J1清水は始動3日目となった27日、1月の三保海岸の風物詩「砂浜ダッシュ」を行った。「地獄を見る」とされるハードトレーニングで、目立ったのは今季、千葉から加入したDFエディ・ボスナー(29)。50メートル×15本すべてでグループ首位の快走に、長谷川健太監督(44)から疑惑の声が聞かれるなど大騒ぎ!?

 だった。

 ボスナーが191センチの巨体を揺らしながら力強い足取りで砂浜を駆け抜けた。グループで同走したDF児玉、大卒新人GK碓井を寄せ付けず15戦全勝でフィニッシュした。「ここまでのハードなメニューは初めてだけど、走るのは得意なほうだからね」と満足顔。砂浜にもかかわらず、50メートルのタイムは最速7・5秒。計測していた長谷川監督が「エディ(ボスナー)はフライングしてるんじゃないの?」と、疑うほどのスピードだった。

目標 1: 下のエントリで「glass」という文字列を含む行を数え、その数だけを答えてください。大文字と小文字は区別します。

入力エントリ:

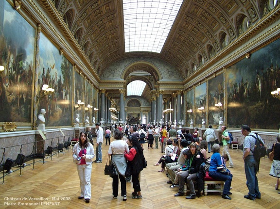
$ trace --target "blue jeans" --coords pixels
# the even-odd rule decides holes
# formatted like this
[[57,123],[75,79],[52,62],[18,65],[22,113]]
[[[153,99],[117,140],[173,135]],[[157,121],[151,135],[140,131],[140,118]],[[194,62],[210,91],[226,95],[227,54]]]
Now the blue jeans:
[[256,176],[259,163],[253,155],[248,155],[244,160],[244,163],[245,175],[247,179],[246,184],[249,190],[248,194],[254,197],[260,197],[261,193],[259,190],[259,182]]
[[225,181],[224,191],[223,194],[228,194],[230,186],[231,186],[231,181],[232,180],[232,174],[229,175],[222,174],[219,171],[209,171],[209,176],[217,180],[220,180]]
[[208,152],[211,152],[211,148],[212,148],[212,147],[214,145],[214,143],[215,143],[215,142],[207,142],[207,144],[208,144]]
[[96,144],[96,160],[97,161],[102,161],[102,143],[100,142],[98,145]]

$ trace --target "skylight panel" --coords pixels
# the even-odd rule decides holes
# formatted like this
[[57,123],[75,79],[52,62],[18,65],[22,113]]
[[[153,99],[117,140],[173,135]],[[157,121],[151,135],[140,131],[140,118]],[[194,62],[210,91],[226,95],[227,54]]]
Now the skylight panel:
[[136,95],[141,96],[146,83],[141,80],[134,80],[127,85],[127,96]]
[[123,0],[125,50],[160,53],[183,0]]

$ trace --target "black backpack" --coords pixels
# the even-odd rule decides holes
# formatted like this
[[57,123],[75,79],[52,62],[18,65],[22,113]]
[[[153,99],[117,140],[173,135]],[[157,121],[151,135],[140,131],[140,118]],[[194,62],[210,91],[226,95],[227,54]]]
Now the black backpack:
[[255,159],[257,161],[259,161],[261,158],[262,158],[266,155],[266,149],[264,147],[264,145],[262,143],[262,141],[259,139],[257,133],[254,133],[257,135],[257,138],[253,135],[249,134],[248,136],[251,136],[256,139],[255,143],[255,148],[254,150],[251,150],[254,155]]

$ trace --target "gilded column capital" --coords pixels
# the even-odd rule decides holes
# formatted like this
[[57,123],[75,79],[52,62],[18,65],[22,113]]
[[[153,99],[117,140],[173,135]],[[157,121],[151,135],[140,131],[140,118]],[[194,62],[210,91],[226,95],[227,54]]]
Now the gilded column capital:
[[42,25],[41,23],[38,23],[37,24],[37,32],[41,32],[41,30],[42,29]]
[[159,94],[160,95],[162,95],[162,94],[163,94],[164,91],[162,89],[159,89],[158,92],[158,94]]
[[177,95],[181,95],[181,94],[182,94],[182,91],[178,90],[176,92],[176,93],[177,93]]

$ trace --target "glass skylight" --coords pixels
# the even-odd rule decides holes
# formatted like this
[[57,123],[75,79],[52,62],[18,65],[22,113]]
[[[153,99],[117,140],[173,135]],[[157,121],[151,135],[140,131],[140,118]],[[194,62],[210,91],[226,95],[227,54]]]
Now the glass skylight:
[[125,52],[160,53],[183,0],[123,0]]
[[134,80],[127,85],[127,96],[136,95],[141,96],[146,83],[142,80]]

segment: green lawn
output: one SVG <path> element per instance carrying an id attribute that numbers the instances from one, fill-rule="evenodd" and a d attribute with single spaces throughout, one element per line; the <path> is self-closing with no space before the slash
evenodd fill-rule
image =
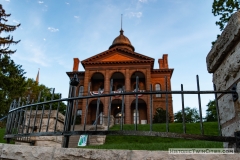
<path id="1" fill-rule="evenodd" d="M 205 122 L 205 135 L 218 135 L 217 122 Z M 138 125 L 139 131 L 149 131 L 150 125 Z M 124 125 L 124 130 L 134 130 L 134 125 Z M 120 130 L 120 125 L 114 125 L 111 130 Z M 199 123 L 186 124 L 188 134 L 201 134 Z M 153 124 L 153 131 L 165 132 L 166 124 Z M 183 133 L 181 123 L 170 123 L 169 131 Z M 3 139 L 5 128 L 0 128 L 0 143 Z M 107 136 L 106 143 L 100 146 L 86 146 L 81 148 L 96 149 L 129 149 L 129 150 L 168 150 L 168 148 L 222 148 L 222 142 L 185 140 L 147 136 Z"/>
<path id="2" fill-rule="evenodd" d="M 134 125 L 124 125 L 124 130 L 134 130 Z M 149 131 L 149 125 L 138 125 L 139 131 Z M 120 125 L 114 125 L 111 130 L 119 130 Z M 188 134 L 200 134 L 200 124 L 186 124 Z M 153 124 L 153 131 L 165 132 L 166 124 Z M 183 133 L 181 123 L 170 123 L 169 131 Z M 204 123 L 205 135 L 218 135 L 217 122 Z M 222 148 L 222 142 L 185 140 L 146 136 L 107 136 L 104 145 L 86 146 L 83 148 L 97 149 L 130 149 L 130 150 L 168 150 L 168 148 Z"/>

目標 2: 清水の砂浜ダッシュについての抜粋によると、ボスナーの50メートルの最速タイムは何秒でしたか？

期待される出力 1: 2

期待される出力 2: 7・5秒